REQUEST:
Swap "dot" for "marker" throughout the material below and change nothing else. Leave the pictures out of your answer.

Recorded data
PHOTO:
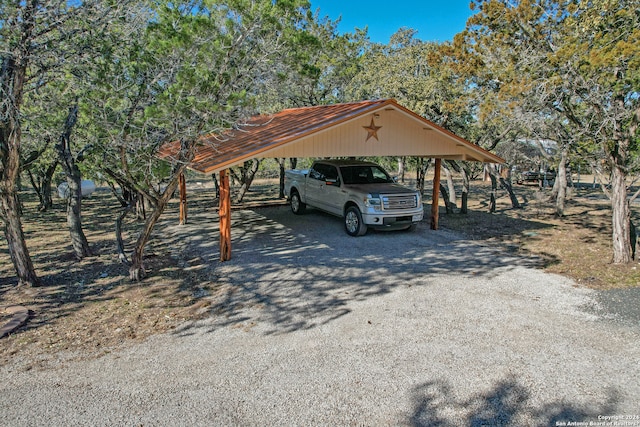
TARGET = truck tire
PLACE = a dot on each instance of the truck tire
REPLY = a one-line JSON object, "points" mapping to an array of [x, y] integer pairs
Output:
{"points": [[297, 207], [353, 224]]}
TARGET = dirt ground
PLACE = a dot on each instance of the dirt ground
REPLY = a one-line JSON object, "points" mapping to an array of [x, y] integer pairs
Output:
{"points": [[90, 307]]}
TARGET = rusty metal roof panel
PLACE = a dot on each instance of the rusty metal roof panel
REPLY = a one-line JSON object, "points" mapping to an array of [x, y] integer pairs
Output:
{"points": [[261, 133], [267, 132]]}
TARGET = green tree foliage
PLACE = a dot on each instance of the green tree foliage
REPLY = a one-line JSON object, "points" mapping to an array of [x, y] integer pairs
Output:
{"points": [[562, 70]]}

EXERCISE OUTPUT:
PHOTO:
TARGET = truck tire
PLACE = a marker on each instance of the truck tire
REPLY = a one-line JSON object, "points" mapping to an array of [x, y] integer pairs
Output:
{"points": [[297, 207], [353, 224]]}
TARGET = dirt ground
PLACE = a marker on each instance of the dirt ground
REPLY = a one-line JSON object, "points" mapping to an array of [x, y] integer pairs
Output:
{"points": [[90, 307]]}
TARGET = rusty metal roof panel
PLACE = a marker on each instance of the rusty metal roof panel
REPLY = a one-line JSON object, "points" mapping to an array of [x, y] integer pairs
Output:
{"points": [[261, 133], [267, 132]]}
TARGET = green tree foliage
PLACE = a marker on each instance of the green tree foliage
REPLY = a one-line JSON object, "points" mapping to an array of [x, y] integer pairs
Output:
{"points": [[562, 70]]}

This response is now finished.